§ SET TASK A: In the sample preparation text below, at what temperature are the extracts evaporated?

§ TEXT:

#####

After the extraction is completed, the extracts are collected and transferred into evaporation vials and evaporated at 45 °C under a gentle stream of nitrogen until dryness, using the Biotage TurboVap II (Biotage, Uppsala, Sweden) evaporation system. The extracted samples are then reconstituted with 5 ml methanol: water (50:50, v/v), and an aliquot is filtered through a syringe filter (Chromafil Xtra, Macherey-Nagel™, Germany) with 0.22 µm regenerated cellulose membrane into polypropylene autosampler vials (Shimadzu, Japan). For EOF measurements, extracts were evaporated to 1 ml of methanol, and filtered. Each sample was analysed in duplicate.

For total fluorine analysis, samples are milled using the cryogenic mixer mill Cryomill (Retsch, Germany) with a stainless-steel ball. Samples are cut into smaller pieces and placed into grinding jars, which are continually cooled with liquid nitrogen. Samples are milled in three cycles of 30 s, with a vibration frequency of 30 s−1. After milling, the samples were kept in glass vials in the refrigerator at 4 °C until analysis.

#####

§ DATA LISTING:

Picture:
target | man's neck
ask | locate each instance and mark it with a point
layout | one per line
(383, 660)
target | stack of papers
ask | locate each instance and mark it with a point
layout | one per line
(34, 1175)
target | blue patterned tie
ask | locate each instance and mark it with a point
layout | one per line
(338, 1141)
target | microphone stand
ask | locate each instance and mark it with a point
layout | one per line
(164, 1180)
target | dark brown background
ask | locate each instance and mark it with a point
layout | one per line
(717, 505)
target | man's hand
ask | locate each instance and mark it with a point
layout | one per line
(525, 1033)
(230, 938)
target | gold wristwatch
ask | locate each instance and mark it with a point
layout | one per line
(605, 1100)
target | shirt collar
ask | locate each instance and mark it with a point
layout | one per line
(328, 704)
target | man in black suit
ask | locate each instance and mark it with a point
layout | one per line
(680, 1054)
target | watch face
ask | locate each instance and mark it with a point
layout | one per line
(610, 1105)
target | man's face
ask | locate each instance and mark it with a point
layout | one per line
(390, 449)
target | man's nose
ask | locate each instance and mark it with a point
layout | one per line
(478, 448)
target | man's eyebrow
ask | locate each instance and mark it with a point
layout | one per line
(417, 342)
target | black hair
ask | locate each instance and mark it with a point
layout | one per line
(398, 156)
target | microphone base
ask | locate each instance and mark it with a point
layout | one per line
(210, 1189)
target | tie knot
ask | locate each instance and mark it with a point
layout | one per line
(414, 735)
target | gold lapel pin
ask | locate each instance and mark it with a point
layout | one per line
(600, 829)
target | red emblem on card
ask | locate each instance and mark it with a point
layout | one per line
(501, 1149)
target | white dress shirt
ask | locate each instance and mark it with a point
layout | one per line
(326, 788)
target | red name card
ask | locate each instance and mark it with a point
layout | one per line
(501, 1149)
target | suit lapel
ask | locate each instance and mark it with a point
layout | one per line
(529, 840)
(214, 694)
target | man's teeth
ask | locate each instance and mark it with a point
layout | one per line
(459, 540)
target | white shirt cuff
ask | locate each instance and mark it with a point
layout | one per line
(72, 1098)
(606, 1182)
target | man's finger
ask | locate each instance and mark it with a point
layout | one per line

#####

§ SET TASK B: Please copy the records above word for word, starting at the line containing "target | man's nose" and ending at the line containing "(210, 1189)".

§ COMPLETE RESPONSE A: 45 °C

§ COMPLETE RESPONSE B:
target | man's nose
ask | locate each instance and mark it with a point
layout | one per line
(478, 448)
target | man's eyebrow
ask | locate each instance and mark it with a point
layout | one per line
(417, 342)
target | black hair
ask | locate each instance and mark it with a point
layout | one per line
(398, 156)
target | microphone base
ask | locate each instance and mark it with a point
layout | one per line
(210, 1189)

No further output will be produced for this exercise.